## OBJETIVO DEL EJERCICIO
Devuelve completo, sin alterar nada, el texto de abajo sobre el amor y la muerte de la abuela.

## TEXTO PROPORCIONADO
● ● ●

Perdonad mi ausencia. El otro día me enteré de que una persona ya no leía mi blog, y a eso se le sumó una montaña de problemas que me han apartado de vosotros.
Es triste enamorarse. ¡Ya véis lo que dura el amor! Un suspiro, una noche, unas vacaciones. Puede que medio año, o un año, o dos. Puede que media vida. O la vida entera.
Pero, al final, el amor se acaba. Es como la vida; se parece tanto a ella, ¡que el que es de verdad dura exactamente lo mismo!
O eso dicen.
Mi abuelo Luís vivió décadas con el amor de su vida. Con Isabel, la mujer más maravillosa que he conocido en mi vida. Me brillan los ojos cuando pienso en ella, y ya, ya, casi lloro. Aún no. Pero la vida es tan triste como el amor, porque un día se acaba.
O puede que eso sea lo que la hace el regalo más grande. Como el amor. Sea como sea, mi abuelo se perdió en los pliegues de las sábanas de aquella cama de hospital, hace nueve años. El último suspiro de mi abuela se llevó a Luís consigo, y nos dejó a un hombre que no sabía qué hacer con su mundo. ¿Qué mundo, si ya no estaba ella?

● ● ●

## ENTRADAS DEL CONJUNTO
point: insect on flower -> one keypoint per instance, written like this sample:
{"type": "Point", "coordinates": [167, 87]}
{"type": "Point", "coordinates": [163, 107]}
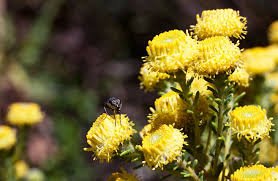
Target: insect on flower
{"type": "Point", "coordinates": [115, 105]}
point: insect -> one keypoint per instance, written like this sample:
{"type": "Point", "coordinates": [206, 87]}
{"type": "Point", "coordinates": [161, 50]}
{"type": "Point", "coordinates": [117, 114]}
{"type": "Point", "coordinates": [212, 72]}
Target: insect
{"type": "Point", "coordinates": [115, 105]}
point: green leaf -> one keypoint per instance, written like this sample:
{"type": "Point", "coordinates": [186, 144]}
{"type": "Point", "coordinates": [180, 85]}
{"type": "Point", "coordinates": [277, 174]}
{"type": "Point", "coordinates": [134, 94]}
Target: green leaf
{"type": "Point", "coordinates": [196, 99]}
{"type": "Point", "coordinates": [213, 108]}
{"type": "Point", "coordinates": [214, 91]}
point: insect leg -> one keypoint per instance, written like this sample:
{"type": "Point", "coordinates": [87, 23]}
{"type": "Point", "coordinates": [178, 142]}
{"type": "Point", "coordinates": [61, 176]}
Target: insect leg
{"type": "Point", "coordinates": [120, 117]}
{"type": "Point", "coordinates": [105, 111]}
{"type": "Point", "coordinates": [115, 118]}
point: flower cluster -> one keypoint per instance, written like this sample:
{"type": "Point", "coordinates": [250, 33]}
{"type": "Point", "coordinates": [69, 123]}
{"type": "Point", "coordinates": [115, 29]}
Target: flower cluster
{"type": "Point", "coordinates": [250, 122]}
{"type": "Point", "coordinates": [107, 134]}
{"type": "Point", "coordinates": [196, 127]}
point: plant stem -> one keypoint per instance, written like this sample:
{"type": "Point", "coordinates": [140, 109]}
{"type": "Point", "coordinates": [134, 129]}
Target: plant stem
{"type": "Point", "coordinates": [208, 140]}
{"type": "Point", "coordinates": [220, 117]}
{"type": "Point", "coordinates": [228, 143]}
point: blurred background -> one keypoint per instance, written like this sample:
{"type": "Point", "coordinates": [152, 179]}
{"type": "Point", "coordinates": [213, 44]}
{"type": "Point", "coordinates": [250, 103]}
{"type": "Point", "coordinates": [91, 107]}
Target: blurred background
{"type": "Point", "coordinates": [70, 56]}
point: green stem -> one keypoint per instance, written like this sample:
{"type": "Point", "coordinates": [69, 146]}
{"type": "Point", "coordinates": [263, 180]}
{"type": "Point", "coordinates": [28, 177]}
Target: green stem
{"type": "Point", "coordinates": [208, 140]}
{"type": "Point", "coordinates": [219, 134]}
{"type": "Point", "coordinates": [247, 151]}
{"type": "Point", "coordinates": [184, 166]}
{"type": "Point", "coordinates": [228, 143]}
{"type": "Point", "coordinates": [20, 146]}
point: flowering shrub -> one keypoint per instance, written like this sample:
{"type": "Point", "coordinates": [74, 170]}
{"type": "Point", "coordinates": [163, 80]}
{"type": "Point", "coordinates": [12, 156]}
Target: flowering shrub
{"type": "Point", "coordinates": [214, 118]}
{"type": "Point", "coordinates": [210, 118]}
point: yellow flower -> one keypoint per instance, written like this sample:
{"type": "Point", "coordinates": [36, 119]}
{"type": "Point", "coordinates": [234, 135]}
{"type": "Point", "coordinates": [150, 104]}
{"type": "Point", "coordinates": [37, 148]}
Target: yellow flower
{"type": "Point", "coordinates": [106, 135]}
{"type": "Point", "coordinates": [217, 55]}
{"type": "Point", "coordinates": [24, 114]}
{"type": "Point", "coordinates": [169, 109]}
{"type": "Point", "coordinates": [35, 174]}
{"type": "Point", "coordinates": [21, 169]}
{"type": "Point", "coordinates": [252, 173]}
{"type": "Point", "coordinates": [272, 80]}
{"type": "Point", "coordinates": [146, 129]}
{"type": "Point", "coordinates": [198, 84]}
{"type": "Point", "coordinates": [220, 22]}
{"type": "Point", "coordinates": [268, 152]}
{"type": "Point", "coordinates": [171, 51]}
{"type": "Point", "coordinates": [162, 146]}
{"type": "Point", "coordinates": [149, 78]}
{"type": "Point", "coordinates": [257, 61]}
{"type": "Point", "coordinates": [7, 137]}
{"type": "Point", "coordinates": [250, 122]}
{"type": "Point", "coordinates": [273, 32]}
{"type": "Point", "coordinates": [240, 77]}
{"type": "Point", "coordinates": [271, 51]}
{"type": "Point", "coordinates": [274, 173]}
{"type": "Point", "coordinates": [122, 176]}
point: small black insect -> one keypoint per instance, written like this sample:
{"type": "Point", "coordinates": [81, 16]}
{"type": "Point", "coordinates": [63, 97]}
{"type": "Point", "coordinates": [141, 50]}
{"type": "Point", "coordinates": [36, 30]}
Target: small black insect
{"type": "Point", "coordinates": [115, 105]}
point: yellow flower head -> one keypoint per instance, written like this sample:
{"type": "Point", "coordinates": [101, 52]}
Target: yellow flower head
{"type": "Point", "coordinates": [273, 32]}
{"type": "Point", "coordinates": [171, 51]}
{"type": "Point", "coordinates": [169, 109]}
{"type": "Point", "coordinates": [7, 137]}
{"type": "Point", "coordinates": [21, 169]}
{"type": "Point", "coordinates": [162, 146]}
{"type": "Point", "coordinates": [24, 114]}
{"type": "Point", "coordinates": [220, 22]}
{"type": "Point", "coordinates": [240, 77]}
{"type": "Point", "coordinates": [250, 122]}
{"type": "Point", "coordinates": [217, 55]}
{"type": "Point", "coordinates": [268, 152]}
{"type": "Point", "coordinates": [149, 78]}
{"type": "Point", "coordinates": [106, 135]}
{"type": "Point", "coordinates": [146, 129]}
{"type": "Point", "coordinates": [257, 61]}
{"type": "Point", "coordinates": [252, 173]}
{"type": "Point", "coordinates": [122, 176]}
{"type": "Point", "coordinates": [198, 84]}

● ● ●

## RESULTADO DEL EJERCICIO
Perdonad mi ausencia. El otro día me enteré de que una persona ya no leía mi blog, y a eso se le sumó una montaña de problemas que me han apartado de vosotros.
Es triste enamorarse. ¡Ya véis lo que dura el amor! Un suspiro, una noche, unas vacaciones. Puede que medio año, o un año, o dos. Puede que media vida. O la vida entera.
Pero, al final, el amor se acaba. Es como la vida; se parece tanto a ella, ¡que el que es de verdad dura exactamente lo mismo!
O eso dicen.
Mi abuelo Luís vivió décadas con el amor de su vida. Con Isabel, la mujer más maravillosa que he conocido en mi vida. Me brillan los ojos cuando pienso en ella, y ya, ya, casi lloro. Aún no. Pero la vida es tan triste como el amor, porque un día se acaba.
O puede que eso sea lo que la hace el regalo más grande. Como el amor. Sea como sea, mi abuelo se perdió en los pliegues de las sábanas de aquella cama de hospital, hace nueve años. El último suspiro de mi abuela se llevó a Luís consigo, y nos dejó a un hombre que no sabía qué hacer con su mundo. ¿Qué mundo, si ya no estaba ella?